■ SET EXERCISE 1:
Display each line in the records below that contains the string "suit". Case counts.

Objectives and Study Overview

This study aimed to evaluate pyrolysis–gas chromatography combined with high-resolution Orbitrap mass spectrometry as a technique to detect and identify common polymer residues in milk, meat, and surface water. By comparing standard polymers with real samples, the research sought to demonstrate sensitivity, selectivity, and throughput advantages over conventional spectroscopic methods.

Methodology and Instrumentation Used

Sample Preparation:

• Stormwater samples (1 L) were spiked with deuterated polystyrene, filtered through 1 µm and 0.7 µm glass fiber filters, dried, and transferred into pyrolysis cups.
• Milk and meat (steak) were freeze-dried, milled to a homogeneous powder, spiked with deuterated polystyrene, and extracted via pressurized liquid extraction using dichloromethane at 180 °C and 1 500 psi.

Instrumentation:

• Frontier multi-shot pyrolyzer coupled to a Thermo Scientific TRACE™ 1310 GC.
• Thermo Scientific™ Orbitrap Exploris™ GC 240 mass spectrometer.
• Data processing with Thermo Scientific™ Compound Discoverer™ and Chromeleon™ CDS software.

Main Results and Discussion

Pretreatment by thermal desorption significantly reduced background signals, facilitating polymer marker detection. Characteristic pyrolysis products from standard polymers were catalogued. In stormwater, benzene, naphthalene, and fluorene signals indicated PVC presence. High-resolution extraction windows (±5 ppm) improved selectivity compared to simulated unit-mass filtering. Milk and meat extracts showed styrene, allylbenzene, α-methylstyrene, and toluene, suggesting possible polystyrene contamination; however, absence of styrene dimers prevented definitive confirmation.

Benefits and Practical Applications

• The py-GC–Orbitrap approach delivers rapid, high-throughput screening of bulk microplastic content beyond microscopy limits.
• High mass accuracy enables discrimination of polymer markers in complex matrices.
• Automated sample introduction and targeted data workflows support routine environmental and food safety monitoring.

Future Trends and Potential Applications

Advances may include expanded high-resolution spectral libraries to cover diverse polymer additives and environmental contaminants. Integration with machine-learning-based spectral deconvolution could accelerate marker discovery. Miniaturized pyrolizers and online coupling with liquid handling systems may enable higher sample throughput and field-deployable platforms.

Conclusion

Pyrolysis-GC coupled with Orbitrap mass spectrometry provides a powerful tool for confirming and characterizing microplastics in water and food samples. Its high sensitivity, selectivity, and automation support comprehensive monitoring strategies addressing emerging microplastic pollution challenges.

Reference

No external literature was cited beyond the study under review.

■ SET EXERCISE 2:
According to the microplastics study summary, which signals in stormwater indicated PVC?

■ SUPPLIED RECORDS:
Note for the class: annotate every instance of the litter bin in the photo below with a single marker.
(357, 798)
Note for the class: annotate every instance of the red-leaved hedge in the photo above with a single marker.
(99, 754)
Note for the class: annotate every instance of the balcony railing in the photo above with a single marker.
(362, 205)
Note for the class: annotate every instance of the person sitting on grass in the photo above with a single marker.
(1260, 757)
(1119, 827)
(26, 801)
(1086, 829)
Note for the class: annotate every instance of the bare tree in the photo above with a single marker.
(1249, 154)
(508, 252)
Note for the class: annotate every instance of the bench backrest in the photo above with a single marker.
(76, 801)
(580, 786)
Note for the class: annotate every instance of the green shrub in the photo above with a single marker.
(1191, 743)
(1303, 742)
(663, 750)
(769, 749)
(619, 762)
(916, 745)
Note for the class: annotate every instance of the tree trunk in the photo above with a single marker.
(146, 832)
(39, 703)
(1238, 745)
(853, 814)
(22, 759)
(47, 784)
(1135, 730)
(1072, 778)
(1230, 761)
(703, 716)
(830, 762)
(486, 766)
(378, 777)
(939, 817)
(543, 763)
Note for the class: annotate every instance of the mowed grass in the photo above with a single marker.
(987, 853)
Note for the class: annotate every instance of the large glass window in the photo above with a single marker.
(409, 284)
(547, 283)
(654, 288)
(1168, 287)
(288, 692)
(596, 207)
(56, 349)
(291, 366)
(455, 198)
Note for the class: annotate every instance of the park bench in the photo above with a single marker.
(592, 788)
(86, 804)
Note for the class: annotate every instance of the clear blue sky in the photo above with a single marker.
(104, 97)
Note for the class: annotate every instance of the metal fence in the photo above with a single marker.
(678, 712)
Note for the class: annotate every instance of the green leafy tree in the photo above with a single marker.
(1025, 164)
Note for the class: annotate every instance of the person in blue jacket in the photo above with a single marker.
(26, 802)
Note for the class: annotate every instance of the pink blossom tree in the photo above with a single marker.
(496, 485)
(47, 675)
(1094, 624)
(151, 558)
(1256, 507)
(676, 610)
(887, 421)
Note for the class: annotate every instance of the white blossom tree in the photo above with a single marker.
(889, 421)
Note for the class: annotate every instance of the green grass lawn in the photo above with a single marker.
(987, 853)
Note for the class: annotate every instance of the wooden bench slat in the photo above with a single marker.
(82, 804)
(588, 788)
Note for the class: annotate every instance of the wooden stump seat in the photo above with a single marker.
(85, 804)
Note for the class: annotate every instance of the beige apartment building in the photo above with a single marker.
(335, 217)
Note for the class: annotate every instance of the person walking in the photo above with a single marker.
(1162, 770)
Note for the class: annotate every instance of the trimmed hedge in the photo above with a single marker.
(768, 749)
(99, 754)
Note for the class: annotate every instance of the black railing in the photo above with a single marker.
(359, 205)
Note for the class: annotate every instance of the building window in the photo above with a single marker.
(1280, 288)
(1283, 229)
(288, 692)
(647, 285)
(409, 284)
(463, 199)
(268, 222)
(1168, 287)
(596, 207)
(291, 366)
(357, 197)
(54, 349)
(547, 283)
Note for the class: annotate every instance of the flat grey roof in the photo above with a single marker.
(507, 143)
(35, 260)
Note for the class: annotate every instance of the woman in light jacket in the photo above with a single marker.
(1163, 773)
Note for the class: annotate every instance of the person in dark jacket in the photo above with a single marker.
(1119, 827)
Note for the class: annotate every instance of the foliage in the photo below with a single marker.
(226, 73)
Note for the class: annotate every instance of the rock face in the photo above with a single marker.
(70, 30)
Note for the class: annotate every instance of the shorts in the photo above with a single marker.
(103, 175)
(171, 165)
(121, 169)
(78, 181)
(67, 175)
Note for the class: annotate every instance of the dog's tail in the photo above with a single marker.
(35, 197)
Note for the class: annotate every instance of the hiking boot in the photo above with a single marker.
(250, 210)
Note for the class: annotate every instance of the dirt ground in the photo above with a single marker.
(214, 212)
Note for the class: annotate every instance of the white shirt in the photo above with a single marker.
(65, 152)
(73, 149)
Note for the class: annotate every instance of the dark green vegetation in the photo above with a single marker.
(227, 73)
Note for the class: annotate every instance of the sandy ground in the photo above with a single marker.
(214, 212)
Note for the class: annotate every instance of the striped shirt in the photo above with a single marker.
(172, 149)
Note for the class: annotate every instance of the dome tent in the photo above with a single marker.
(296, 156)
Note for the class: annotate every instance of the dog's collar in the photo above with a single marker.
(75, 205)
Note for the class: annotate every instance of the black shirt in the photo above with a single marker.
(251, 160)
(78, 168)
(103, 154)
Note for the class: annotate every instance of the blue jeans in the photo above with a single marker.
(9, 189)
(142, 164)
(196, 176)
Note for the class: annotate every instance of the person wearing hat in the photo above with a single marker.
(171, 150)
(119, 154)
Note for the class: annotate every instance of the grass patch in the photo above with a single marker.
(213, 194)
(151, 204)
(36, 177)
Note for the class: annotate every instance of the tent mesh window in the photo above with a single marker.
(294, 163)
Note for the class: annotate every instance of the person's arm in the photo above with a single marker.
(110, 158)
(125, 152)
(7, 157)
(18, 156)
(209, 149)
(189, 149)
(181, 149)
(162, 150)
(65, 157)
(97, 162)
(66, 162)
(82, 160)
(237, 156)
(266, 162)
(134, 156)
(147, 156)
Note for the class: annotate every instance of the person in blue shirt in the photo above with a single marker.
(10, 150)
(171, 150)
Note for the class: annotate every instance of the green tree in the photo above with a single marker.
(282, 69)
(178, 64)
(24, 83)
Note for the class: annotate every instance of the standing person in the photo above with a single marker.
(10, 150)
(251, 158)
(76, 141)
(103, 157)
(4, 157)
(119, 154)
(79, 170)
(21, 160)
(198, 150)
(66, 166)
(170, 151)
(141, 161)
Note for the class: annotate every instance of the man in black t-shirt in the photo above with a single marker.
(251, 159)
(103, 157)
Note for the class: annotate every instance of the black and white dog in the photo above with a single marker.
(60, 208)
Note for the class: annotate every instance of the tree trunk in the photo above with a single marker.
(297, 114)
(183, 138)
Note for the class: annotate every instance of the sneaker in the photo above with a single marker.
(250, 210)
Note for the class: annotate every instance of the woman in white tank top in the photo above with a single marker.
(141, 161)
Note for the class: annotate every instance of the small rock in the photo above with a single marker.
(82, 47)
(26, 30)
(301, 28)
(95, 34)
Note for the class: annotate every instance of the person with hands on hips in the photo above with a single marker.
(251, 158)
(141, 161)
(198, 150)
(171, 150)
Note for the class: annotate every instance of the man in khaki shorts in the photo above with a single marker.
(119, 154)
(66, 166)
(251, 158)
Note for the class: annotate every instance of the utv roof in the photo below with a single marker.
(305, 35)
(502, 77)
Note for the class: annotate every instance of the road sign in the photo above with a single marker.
--
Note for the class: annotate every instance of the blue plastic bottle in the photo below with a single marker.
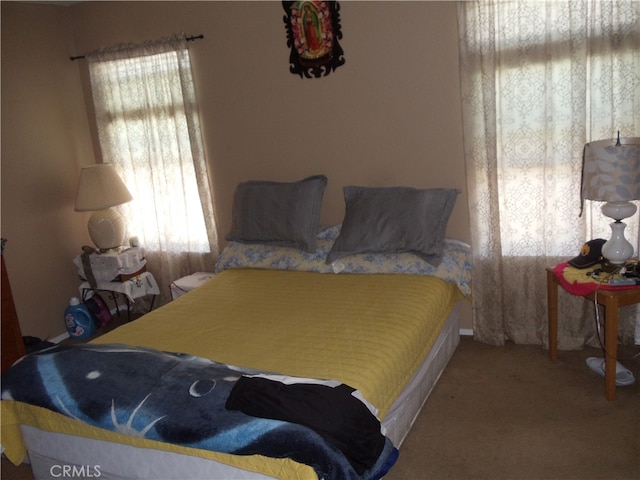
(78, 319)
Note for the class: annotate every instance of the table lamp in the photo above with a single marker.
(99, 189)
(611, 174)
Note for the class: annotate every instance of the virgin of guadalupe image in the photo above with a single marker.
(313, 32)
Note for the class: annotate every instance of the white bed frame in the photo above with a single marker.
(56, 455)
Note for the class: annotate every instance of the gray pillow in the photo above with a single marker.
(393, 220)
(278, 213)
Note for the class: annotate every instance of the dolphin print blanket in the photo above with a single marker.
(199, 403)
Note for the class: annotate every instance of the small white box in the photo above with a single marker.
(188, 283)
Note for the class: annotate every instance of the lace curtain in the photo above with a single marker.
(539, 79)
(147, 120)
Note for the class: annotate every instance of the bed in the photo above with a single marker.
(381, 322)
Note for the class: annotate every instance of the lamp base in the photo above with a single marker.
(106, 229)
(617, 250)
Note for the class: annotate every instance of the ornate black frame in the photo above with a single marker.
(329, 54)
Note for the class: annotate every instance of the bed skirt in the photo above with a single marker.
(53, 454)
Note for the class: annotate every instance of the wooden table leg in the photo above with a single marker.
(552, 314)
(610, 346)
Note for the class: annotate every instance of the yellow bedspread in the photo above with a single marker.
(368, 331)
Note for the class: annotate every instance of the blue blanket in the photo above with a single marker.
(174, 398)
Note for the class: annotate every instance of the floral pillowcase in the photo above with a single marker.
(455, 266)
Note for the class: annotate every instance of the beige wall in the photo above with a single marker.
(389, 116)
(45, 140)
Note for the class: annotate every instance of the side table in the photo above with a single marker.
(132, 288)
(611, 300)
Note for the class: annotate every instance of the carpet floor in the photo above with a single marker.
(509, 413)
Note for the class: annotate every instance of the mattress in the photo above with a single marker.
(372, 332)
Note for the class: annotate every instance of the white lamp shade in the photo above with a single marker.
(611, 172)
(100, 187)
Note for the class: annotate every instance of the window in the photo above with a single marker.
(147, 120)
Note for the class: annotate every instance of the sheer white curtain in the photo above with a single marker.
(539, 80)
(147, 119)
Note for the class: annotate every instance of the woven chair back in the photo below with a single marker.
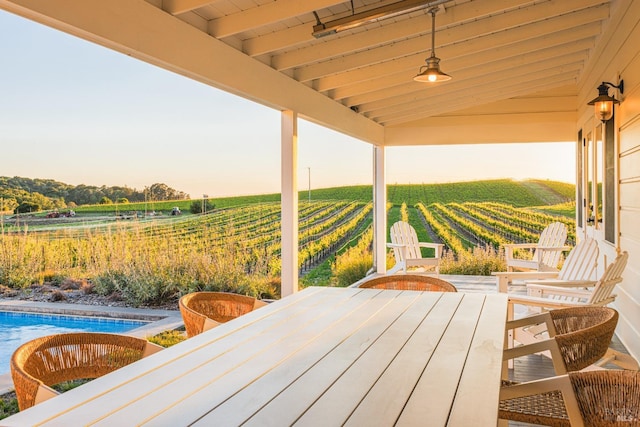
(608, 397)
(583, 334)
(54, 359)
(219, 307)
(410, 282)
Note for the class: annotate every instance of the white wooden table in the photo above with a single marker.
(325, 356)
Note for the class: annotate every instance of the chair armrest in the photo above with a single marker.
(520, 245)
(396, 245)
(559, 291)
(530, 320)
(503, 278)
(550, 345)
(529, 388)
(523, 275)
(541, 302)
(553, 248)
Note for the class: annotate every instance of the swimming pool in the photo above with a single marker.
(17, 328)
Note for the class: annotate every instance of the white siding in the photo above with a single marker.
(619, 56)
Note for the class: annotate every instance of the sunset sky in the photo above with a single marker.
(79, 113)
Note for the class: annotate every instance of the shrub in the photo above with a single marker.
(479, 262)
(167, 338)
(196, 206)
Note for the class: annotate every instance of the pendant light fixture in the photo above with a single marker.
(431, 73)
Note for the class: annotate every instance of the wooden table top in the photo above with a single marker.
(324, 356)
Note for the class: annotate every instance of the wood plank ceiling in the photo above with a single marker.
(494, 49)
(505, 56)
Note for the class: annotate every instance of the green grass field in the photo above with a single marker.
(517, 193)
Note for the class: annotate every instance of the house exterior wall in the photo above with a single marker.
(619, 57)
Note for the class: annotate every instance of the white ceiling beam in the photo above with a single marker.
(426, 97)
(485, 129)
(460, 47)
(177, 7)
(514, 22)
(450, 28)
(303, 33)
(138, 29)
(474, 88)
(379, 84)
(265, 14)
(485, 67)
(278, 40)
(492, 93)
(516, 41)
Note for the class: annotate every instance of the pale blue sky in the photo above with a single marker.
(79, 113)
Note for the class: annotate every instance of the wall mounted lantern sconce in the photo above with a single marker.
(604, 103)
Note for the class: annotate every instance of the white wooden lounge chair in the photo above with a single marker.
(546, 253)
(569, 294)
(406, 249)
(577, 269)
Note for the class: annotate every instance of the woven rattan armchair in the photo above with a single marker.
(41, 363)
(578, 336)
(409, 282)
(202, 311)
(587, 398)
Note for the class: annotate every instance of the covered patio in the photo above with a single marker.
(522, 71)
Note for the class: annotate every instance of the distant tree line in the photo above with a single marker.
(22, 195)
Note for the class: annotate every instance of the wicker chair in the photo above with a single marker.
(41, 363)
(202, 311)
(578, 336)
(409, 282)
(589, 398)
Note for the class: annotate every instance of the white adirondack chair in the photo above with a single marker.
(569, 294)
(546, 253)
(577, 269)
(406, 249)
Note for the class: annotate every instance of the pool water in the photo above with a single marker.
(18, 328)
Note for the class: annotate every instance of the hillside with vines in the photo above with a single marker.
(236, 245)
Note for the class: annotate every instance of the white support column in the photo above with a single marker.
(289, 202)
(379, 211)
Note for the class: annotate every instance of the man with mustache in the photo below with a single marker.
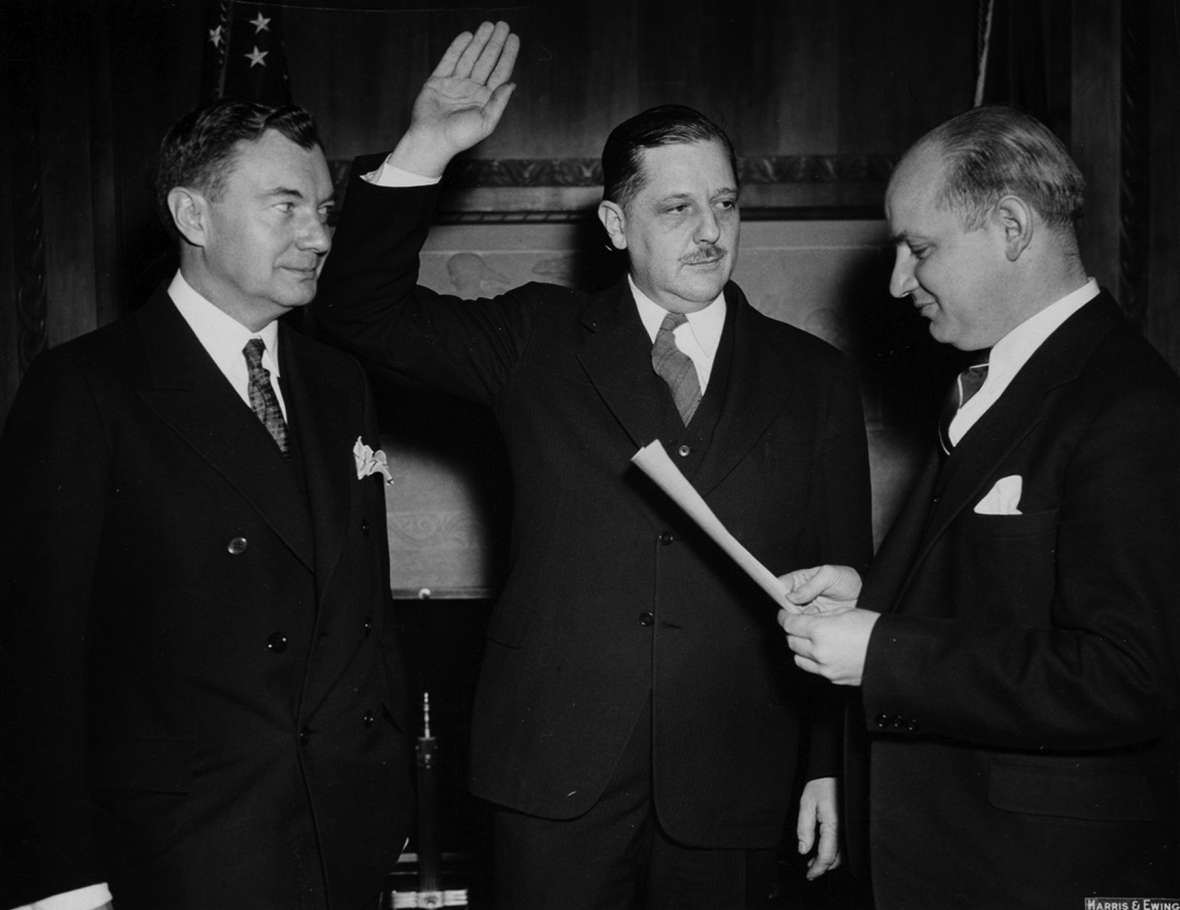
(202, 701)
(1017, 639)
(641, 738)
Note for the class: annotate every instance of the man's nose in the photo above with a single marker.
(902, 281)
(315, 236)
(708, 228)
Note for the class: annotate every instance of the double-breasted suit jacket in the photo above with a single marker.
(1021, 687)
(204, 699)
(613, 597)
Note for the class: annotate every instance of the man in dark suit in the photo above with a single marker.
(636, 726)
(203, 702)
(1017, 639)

■ TASK RESPONSE 1:
Note for the class: annotate every instance of the double-breasted suit jacket in the photo above with a single marker.
Note for the class: annotate every instance of the man in dark suit in the photo above with a single marker.

■ TASK RESPONSE 2:
Benzene, naphthalene, and fluorene.